- **課題 A**: 以下のレコードを、「wooden beam」を「steel beam」に置き換え、ほかは変えずに書き直してください。画像は解答に含めないでください。

- **ページ抜粋**:
:::

基本的に物語をしっかりと読ませる作品は「紙の書籍」化しやすいのです。
物語の構造が堅固で揺るぎない。
出版社レーベルとしても狙いを定めるかもしれません。
それなのに「紙の書籍」にならない。
第一の理由は「小説賞・新人賞」を獲っていないからです。
出版社レーベルは小説投稿サイトのランキング上位だからとむやみやたらと「紙の書籍」化しません。他の作品を差し置いて「紙の書籍」化するには大義名分が必要だからです。
もし「小説賞・新人賞」を勝ち抜いていない作品を「紙の書籍」化するなら、「小説賞・新人賞」受賞以外の大きな理由が求められます。
たとえば住野よる氏『君の膵臓をたべたい』は『小説賞・新人賞』を獲っていません。にもかかわらず2015年に「紙の書籍」化されています。以後小説は売れに売れて2020年12月時点で300万部のベストヒットとなりました。
ではなぜ『君の膵臓をたべたい』は「紙の書籍」化されたのでしょうか。
この逸話はあまりにも有名でしょう。当初『君の膵臓をたべたい』は『小説家になろう』に掲載され、それをライトノベル作家の井藤きく氏が目に留めて双葉社に打診。それを機に「紙の書籍」出版に至ったのです。
つまり出版社レーベルはプロの作家からの推薦で「紙の書籍」化を決めました。
これも立派な大義名分です。
いくら「小説賞・新人賞」へ応募を繰り返しても受賞できない作品でも、プロのひと声で「紙の書籍」されて300万部も売れました。双葉社としては「将来のドル箱」をプロの作家から教えてもらったようなものです。
そうなると誰もが「小説賞・新人賞」受賞の他に「どこかのプロ作家が出版社レーベルに依頼してくれないかな」と夢見るようになります。
しかし「柳の下の二匹目の泥鰌を狙う」のは意味がありません。
プロの作家があなたの作品にたどり着けるとはかぎらないからです。とくに『小説家になろう』には78万9千以上もの作品が掲載されています。その中からたった一作をプロの作家が拾い上げる確率がどれほど低いか。おわかりになりますよね。

:::

- **レコード一覧**:
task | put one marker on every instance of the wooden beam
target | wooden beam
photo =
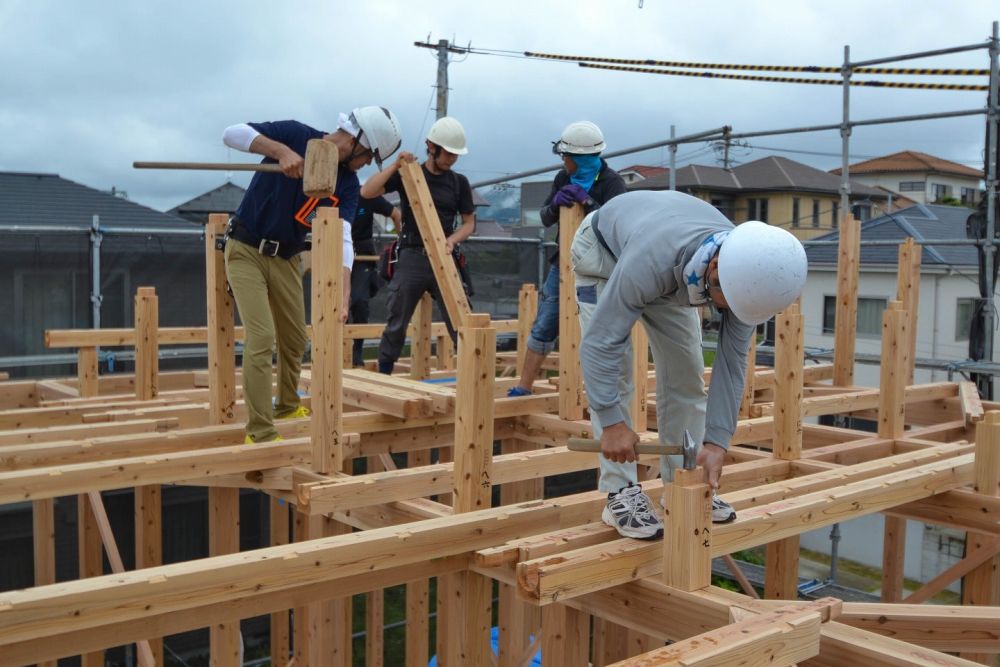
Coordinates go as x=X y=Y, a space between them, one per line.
x=442 y=263
x=846 y=320
x=571 y=398
x=782 y=637
x=327 y=307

:::

- **課題 B**: 上のページ抜粋で「この逸話はあまりにも有名でしょう」で始まる段落を、主な事実を残して短くまとめてください。

- **解答例 A**:
task | put one marker on every instance of the steel beam
target | steel beam
photo =
Coordinates go as x=X y=Y, a space between them, one per line.
x=442 y=263
x=846 y=320
x=571 y=398
x=782 y=637
x=327 y=307

- **解答例 B**: 有名な逸話として、『君の膵臓をたべたい』は当初『小説家になろう』に掲載されていた。ライトノベル作家の井藤きく氏がそれに目を留めて双葉社に打診し、それをきっかけに「紙の書籍」として出版された。